• [EXCERPT PROVIDED]
Dietary Supplements: Which Place between Food and Drugs?


Healthy dietary habits and food choices, a part of lifestyle, are recognized as major environmental factors for the prevention of non-communicable chronic diseases over the life course; their modifiable features promise a reduced socio-economic global burden load in aging societies. To better help satisfy nutritional needs, the use of dietary supplements has also become a common practice. Initially, this practice was acknowledged to avoid deficiencies in some essential micronutrients and their adverse health consequences, and its use was not questioned. This practice seems now to have acquired the role of comforting consumers facing an ever increasing and nutritionally inadequate food supply.

 

Therefore, dietary supplements use is now a form of food behavior, and consumers, manufacturers, and regulatory officers have to consider and evaluate their safety, efficacy, and quality. However, the concerned parties appear to assign different priorities to these three requirements, according to their needs and expectations. To complicate the picture further, the definition of dietary supplements has not yet reached a consensus worldwide. These issues have been extremely well documented by Dwyer and colleagues in a recent review published in Nutrients. This review comprehensively explained the major challenges in the field of dietary supplements, from the need for a standardized definition to the evolution of quality assessment in time and different countries, the existing legislation that should be applied for groups of molecules or single molecules, the evolving regulatory landscape, the legitimate expectations of consumers about safety, quality, and efficacy.

• [PROVIDED RECORDS]

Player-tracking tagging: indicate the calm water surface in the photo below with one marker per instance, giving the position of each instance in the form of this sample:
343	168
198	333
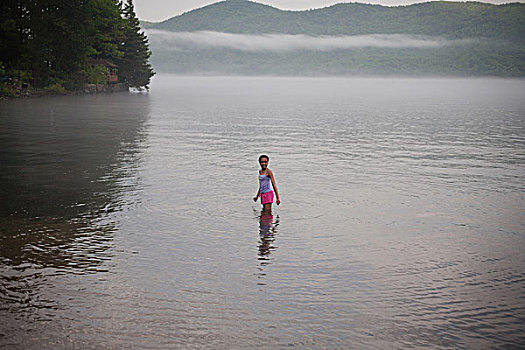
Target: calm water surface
127	220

• [EXERCISE REQUIREMENTS]
A. Translate into Spanish this sentence from the dietary supplements passage: "To complicate the picture further, the definition of dietary supplements has not yet reached a consensus worldwide."
B. Reproduce the portion of the dietary supplements passage starting at "Dietary Supplements: Which" and ending at "inadequate food supply.".

• [TASK RESULTS]
A. Para complicar aún más el panorama, la definición de los suplementos dietéticos todavía no ha alcanzado un consenso a nivel mundial.

B.
Dietary Supplements: Which Place between Food and Drugs?


Healthy dietary habits and food choices, a part of lifestyle, are recognized as major environmental factors for the prevention of non-communicable chronic diseases over the life course; their modifiable features promise a reduced socio-economic global burden load in aging societies. To better help satisfy nutritional needs, the use of dietary supplements has also become a common practice. Initially, this practice was acknowledged to avoid deficiencies in some essential micronutrients and their adverse health consequences, and its use was not questioned. This practice seems now to have acquired the role of comforting consumers facing an ever increasing and nutritionally inadequate food supply.